▶ Do this
Go to the line containing "post using the picture above." below; retype it and all following lines exactly, and leave out the pictures.

Items from a dataset
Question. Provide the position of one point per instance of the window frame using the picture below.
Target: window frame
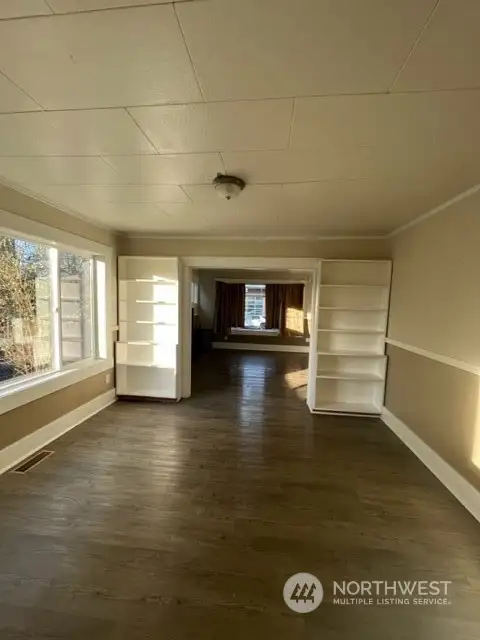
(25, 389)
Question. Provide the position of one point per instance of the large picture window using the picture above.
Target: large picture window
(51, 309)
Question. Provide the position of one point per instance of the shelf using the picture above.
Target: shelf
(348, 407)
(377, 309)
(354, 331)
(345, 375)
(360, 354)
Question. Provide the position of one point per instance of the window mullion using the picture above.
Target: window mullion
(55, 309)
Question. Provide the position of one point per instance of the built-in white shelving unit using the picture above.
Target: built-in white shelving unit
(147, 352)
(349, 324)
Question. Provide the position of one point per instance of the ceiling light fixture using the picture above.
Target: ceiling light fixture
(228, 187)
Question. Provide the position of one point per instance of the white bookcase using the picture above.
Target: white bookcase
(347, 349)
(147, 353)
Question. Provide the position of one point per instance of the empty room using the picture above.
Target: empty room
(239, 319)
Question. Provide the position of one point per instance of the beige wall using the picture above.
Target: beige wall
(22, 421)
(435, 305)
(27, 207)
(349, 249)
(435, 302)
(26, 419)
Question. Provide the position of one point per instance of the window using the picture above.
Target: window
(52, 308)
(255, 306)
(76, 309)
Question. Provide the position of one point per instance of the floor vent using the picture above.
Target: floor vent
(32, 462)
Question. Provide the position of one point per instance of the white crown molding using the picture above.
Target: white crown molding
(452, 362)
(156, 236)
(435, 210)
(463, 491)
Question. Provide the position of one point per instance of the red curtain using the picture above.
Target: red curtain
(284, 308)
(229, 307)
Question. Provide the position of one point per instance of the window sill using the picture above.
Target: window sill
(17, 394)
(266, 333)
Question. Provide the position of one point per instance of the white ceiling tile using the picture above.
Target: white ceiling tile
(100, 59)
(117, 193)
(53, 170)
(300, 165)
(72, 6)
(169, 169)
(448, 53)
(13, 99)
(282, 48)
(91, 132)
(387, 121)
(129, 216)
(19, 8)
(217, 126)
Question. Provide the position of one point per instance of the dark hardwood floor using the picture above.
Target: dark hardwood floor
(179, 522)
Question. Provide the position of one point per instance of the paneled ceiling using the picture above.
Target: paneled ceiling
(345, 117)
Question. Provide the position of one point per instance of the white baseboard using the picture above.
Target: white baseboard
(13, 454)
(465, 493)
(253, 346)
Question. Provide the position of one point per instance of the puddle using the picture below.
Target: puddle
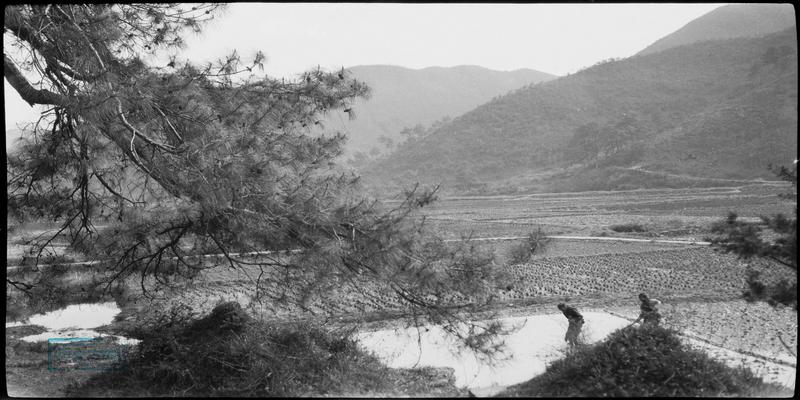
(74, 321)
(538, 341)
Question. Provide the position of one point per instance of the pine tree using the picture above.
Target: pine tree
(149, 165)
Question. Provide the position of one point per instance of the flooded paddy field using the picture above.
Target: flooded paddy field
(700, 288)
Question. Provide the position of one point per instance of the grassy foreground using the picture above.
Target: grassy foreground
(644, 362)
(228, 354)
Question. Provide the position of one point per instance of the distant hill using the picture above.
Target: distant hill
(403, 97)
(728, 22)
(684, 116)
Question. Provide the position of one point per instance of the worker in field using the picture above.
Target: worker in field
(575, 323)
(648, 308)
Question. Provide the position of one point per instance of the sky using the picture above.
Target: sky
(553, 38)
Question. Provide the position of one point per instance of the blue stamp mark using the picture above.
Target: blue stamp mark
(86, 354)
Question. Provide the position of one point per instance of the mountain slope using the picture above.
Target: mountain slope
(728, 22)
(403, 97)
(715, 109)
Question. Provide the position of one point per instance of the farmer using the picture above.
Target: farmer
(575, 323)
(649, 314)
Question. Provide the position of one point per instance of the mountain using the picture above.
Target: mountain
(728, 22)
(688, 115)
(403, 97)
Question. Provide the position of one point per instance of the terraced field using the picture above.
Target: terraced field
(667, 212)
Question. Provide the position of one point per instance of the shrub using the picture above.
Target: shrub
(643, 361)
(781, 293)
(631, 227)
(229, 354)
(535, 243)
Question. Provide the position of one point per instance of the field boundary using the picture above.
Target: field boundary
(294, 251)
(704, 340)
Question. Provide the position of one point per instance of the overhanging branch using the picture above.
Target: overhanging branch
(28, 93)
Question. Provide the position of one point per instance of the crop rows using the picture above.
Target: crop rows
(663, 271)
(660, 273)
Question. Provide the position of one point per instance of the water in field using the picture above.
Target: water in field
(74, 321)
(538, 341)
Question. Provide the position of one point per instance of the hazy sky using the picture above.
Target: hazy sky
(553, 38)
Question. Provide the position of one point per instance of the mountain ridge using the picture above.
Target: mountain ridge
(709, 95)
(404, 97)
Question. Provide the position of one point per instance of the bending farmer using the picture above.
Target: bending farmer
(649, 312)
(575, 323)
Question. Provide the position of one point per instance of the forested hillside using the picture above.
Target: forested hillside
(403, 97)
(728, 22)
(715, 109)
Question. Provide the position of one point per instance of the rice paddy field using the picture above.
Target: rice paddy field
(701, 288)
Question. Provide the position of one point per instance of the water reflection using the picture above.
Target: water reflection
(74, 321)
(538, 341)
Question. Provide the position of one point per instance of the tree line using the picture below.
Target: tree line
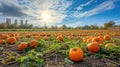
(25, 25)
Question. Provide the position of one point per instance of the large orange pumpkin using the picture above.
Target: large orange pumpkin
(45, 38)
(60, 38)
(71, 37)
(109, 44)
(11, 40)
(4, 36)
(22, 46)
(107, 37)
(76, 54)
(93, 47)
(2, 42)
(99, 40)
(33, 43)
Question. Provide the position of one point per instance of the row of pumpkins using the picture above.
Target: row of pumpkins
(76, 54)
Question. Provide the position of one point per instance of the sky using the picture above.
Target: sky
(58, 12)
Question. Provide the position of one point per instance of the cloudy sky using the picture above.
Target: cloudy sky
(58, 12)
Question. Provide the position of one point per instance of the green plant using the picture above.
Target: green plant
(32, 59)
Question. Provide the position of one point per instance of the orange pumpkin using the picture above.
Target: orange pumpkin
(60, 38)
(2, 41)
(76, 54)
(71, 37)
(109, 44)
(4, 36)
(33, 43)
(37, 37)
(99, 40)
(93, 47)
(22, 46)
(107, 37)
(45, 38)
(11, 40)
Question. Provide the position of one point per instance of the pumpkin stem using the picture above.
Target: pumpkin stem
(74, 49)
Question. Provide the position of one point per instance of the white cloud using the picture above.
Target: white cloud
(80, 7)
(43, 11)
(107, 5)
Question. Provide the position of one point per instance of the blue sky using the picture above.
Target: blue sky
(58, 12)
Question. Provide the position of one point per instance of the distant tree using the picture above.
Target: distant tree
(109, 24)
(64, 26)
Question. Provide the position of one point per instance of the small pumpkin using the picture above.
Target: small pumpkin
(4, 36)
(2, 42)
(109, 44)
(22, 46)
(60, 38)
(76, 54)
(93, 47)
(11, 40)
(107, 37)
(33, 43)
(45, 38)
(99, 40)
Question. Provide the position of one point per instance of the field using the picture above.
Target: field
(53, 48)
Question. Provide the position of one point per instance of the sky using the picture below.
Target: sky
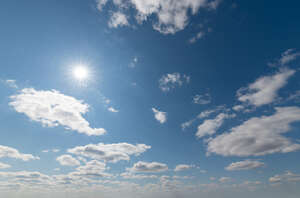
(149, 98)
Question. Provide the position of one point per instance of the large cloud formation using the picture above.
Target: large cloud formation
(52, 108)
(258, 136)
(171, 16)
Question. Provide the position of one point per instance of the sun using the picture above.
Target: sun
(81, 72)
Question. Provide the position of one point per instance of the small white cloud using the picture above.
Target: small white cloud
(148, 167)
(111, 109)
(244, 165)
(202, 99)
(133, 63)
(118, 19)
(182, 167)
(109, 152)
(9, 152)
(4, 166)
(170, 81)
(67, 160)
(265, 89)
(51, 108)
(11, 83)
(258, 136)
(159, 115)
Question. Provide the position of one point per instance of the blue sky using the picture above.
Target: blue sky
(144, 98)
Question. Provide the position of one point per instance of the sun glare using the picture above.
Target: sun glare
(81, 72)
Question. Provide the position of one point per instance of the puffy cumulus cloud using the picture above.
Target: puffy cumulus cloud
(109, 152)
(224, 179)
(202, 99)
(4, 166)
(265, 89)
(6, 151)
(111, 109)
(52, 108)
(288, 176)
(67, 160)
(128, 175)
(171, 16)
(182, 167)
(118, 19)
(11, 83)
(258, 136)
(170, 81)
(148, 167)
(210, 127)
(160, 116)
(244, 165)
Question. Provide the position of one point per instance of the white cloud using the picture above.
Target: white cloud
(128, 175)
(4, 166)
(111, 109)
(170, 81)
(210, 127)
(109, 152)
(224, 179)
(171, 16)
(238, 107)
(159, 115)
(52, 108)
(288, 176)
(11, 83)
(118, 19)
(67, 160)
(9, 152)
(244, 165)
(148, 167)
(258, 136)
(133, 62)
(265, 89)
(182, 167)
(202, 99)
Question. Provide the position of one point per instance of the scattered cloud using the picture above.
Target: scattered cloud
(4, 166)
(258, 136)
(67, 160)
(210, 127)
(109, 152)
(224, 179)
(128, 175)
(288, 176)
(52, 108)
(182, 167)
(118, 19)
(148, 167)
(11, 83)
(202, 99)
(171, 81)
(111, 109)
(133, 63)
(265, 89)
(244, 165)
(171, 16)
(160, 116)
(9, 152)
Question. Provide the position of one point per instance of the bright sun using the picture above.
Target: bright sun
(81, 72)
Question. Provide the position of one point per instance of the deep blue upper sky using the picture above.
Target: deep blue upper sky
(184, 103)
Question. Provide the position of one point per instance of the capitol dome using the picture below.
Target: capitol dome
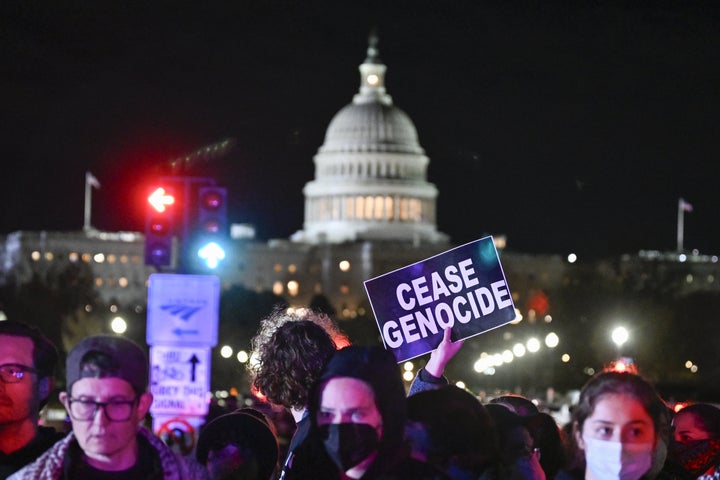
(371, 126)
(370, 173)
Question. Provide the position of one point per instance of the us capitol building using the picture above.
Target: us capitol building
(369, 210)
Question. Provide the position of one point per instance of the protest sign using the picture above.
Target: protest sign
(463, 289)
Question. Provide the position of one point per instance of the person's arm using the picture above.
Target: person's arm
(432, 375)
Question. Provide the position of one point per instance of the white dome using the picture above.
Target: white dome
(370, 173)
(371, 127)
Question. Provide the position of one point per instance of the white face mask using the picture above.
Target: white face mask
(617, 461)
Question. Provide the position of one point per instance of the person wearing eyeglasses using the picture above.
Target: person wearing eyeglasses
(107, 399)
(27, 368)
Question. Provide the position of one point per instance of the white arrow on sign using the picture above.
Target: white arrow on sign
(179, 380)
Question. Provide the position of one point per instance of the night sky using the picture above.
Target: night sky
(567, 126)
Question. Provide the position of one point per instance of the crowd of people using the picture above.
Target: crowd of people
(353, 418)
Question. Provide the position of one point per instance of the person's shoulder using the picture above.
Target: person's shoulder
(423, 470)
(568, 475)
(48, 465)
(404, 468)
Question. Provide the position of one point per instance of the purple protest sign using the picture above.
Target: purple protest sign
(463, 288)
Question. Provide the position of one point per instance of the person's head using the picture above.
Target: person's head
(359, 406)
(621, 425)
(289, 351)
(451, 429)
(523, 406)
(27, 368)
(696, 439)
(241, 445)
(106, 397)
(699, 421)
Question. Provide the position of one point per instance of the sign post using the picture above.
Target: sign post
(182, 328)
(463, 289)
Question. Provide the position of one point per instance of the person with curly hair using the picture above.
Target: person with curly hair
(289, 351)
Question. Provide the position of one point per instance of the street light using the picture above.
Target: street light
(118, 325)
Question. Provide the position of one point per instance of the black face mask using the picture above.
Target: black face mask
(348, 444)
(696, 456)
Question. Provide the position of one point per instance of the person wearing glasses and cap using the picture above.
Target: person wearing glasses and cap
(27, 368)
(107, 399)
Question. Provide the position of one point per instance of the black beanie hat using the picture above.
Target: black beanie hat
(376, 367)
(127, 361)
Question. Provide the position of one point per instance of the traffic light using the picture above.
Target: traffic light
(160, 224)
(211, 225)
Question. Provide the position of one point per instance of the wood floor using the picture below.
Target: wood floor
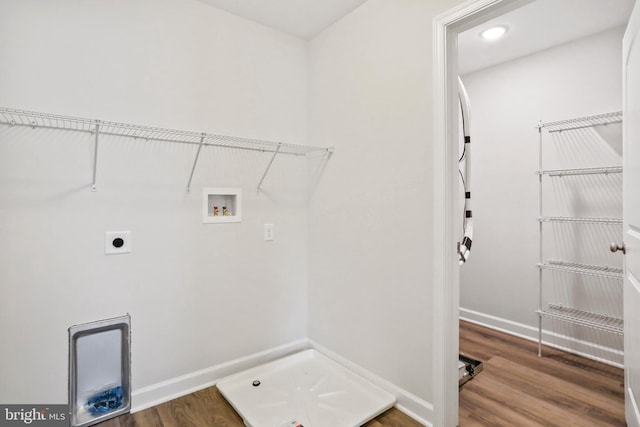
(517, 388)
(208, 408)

▶ Result of this task
Question. Provide the position of one point per instance of the sign post using the picture above.
Target: sign post
(182, 328)
(463, 289)
Question. Provide the position of one point per instance of the person with curly hair using the picture above.
Target: person with curly hair
(289, 351)
Question. Provide the position of one point per instance of the street light using the picture above.
Target: street light
(118, 325)
Question. Provide the position of one point per instance of the black face mask using the picture above.
Target: black face mask
(348, 444)
(696, 456)
Question. Provide the position of one point per instance of the person wearing glasses and cap using the picture above.
Target: person wearing glasses and cap
(27, 368)
(107, 399)
Question. Provide the position of one point per instance of the black beanie hat using the picture above.
Target: black beanie hat
(376, 367)
(127, 361)
Question. Provide the position of one point per instance of the traffic light using the picture above.
Target: traffic light
(160, 224)
(211, 225)
Question. Provide the position of one point per instance of the wood floor using the picture below.
Target: wood floor
(517, 388)
(208, 408)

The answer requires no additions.